Aim A ::
In the notes on programming trade-offs below, what is not getting any faster even though disk capacity keeps getting cheaper?
Aim B ::
Render this sentence from the notes on programming trade-offs below in Spanish: "The CPU is getting cheaper and would continue to do so at an ever increasing pace as transistor density continues to increase."
Aim C ::
Extend the notes on programming trade-offs below, picking up after their final sentence.

This is just a jotting down of thoughts I have been having for the last couple of weeks. Had an interesting discussion with Pandu on this last evening and I thought it would be valuable writing down some of the key takeaways. Most of this is early thinking, but I think that as programmers, all of us need to start thinking hard about the issues below and start figuring our way around them.
1) Learn the trade-offs all over again: The CPU is getting cheaper and would continue to do so at an ever increasing pace as transistor density continues to increase. However, while disk capacity is getting cheaper and would continue to do so, disk IO is not getting any faster. While IO has always been the big bottleneck , with CPUs getting more powerful, more and more workloads would become IO bound. Thankfully Flash provides some reprieve here and as hybrid disks and pure Flash storage gets mainstream, IO contention should reduce. But to take advantage of Flash, we would need to design apps which are Flash aware so that you can keep the hotter areas of your data on the Flash storage while the colder ones go on magnetic storage. A much harder problem is the memory wall - the access to memory is not getting faster and as CPUs get more powerful, all that computing power would end up waiting on memory. There are no hardware solutions to this, so it boils down to better caching and being super aware of data locality. So when you design a app next time, think about the trade offs all over again - CPU is cheap, code needs to be Flash aware and design for better caching and locality.

Supplied material ::
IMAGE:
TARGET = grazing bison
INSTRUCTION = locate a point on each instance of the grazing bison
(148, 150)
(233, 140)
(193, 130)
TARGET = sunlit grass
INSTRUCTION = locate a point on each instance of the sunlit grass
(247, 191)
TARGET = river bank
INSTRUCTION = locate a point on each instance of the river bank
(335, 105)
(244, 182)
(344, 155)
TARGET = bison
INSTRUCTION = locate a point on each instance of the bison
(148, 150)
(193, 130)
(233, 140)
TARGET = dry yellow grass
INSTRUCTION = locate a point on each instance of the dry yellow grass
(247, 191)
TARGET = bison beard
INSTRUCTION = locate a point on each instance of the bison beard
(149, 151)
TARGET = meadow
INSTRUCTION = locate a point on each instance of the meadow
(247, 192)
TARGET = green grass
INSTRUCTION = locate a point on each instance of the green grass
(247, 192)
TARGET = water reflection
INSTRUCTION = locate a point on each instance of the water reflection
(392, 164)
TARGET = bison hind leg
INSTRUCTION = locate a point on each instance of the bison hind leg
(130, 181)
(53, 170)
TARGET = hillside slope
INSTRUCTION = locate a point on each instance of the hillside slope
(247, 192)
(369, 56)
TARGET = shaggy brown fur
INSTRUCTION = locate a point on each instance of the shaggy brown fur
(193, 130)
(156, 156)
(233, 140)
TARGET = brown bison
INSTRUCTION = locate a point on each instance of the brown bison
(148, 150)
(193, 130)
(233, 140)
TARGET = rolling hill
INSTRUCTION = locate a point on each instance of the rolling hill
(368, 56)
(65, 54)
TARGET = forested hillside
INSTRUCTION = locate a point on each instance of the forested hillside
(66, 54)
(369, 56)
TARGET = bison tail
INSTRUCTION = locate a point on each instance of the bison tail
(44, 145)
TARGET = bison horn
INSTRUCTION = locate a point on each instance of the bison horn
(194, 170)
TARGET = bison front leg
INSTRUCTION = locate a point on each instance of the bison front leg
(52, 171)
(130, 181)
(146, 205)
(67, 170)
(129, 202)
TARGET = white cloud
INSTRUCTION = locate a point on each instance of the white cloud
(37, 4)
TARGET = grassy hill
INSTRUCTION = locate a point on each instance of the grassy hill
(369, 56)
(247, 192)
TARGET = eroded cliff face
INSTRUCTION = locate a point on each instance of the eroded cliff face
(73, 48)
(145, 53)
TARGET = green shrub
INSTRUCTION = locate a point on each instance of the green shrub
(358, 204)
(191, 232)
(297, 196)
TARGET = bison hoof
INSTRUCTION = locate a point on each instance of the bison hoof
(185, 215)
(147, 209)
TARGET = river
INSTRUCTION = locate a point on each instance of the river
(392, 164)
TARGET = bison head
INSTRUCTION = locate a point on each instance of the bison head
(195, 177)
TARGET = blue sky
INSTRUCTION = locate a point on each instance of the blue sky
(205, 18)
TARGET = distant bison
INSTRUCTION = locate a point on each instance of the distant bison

Right answer A ::
Disk IO

Right answer B ::
La CPU se está abaratando y seguirá haciéndolo a un ritmo cada vez mayor a medida que la densidad de transistores siga aumentando.

Right answer C ::
2) Learn to Parallelize Code: I have written and talked about multi-core several times, and it always surprises me to see people getting surprised when they learn that their apps would need to be re-written to take advantage of the next set of chips. All that cheap computing power in the previous point is not easy to harness because it would be distributed across multiple cores. To take advantage of these cores, your code would need to be parallelized. This needs to happen on both client side and server side:
a) Server-Side: While server-side workloads are mostly parallelized already thanks to the transaction model on databases for stateful workloads and the atomic request-reply model in the web-server stateless model, we do have a problem is on the business logic code. As your web-server hands over a request to a business logic component and it does its computation, there are other requests waiting to be serviced by the same business logic component even as a CPU core lies idle.
b) On the client, the situation is worse - all UI is done using one thread. And while some apps use the background worker thread approach, even there most of the apps tend to use a single thread only. Now on the client again, the CPU is not getting any faster, but more and more slow ones are becoming available. So for your app to take advantage of the new hardware, it needs to be parallelized.
So irrespective of whether you are on the server or the client, you need to re-write your code. I had posted on some of what you can do earlier over here. Since then, Microsoft has launched a full fledged Parallel Computing Developer Center which is a great resource to learn the issues and how to address them.
3) Learn to Work with Offline Data: While bandwidth cost is getting cheaper and coverage is increasing, the fact is that it is flaky - sometimes you have a lot of it, sometime you have none at all. Also, there are other points of failure in the system and there is no chance that you would have the latest, correct data all the time. This has two consequences:
a) From a client side perspective, since the expectation is that with pervasive connectivity, you can be online anytime, connected apps is the way to go. However, the flakiness also means that you need to work offline. That means storing data locally and sync-ing it with the online service depending on bandwidth availability. This would at times lead to issues - the pricelist on the tablet PC of the sales guy may change while he makes a transaction based on the data he has. Offline data is not friendly towards consistency, but availability. And a business would rather make a system more available, even if it means that sometimes business transactions would happen on wrong data which would require compensating actions.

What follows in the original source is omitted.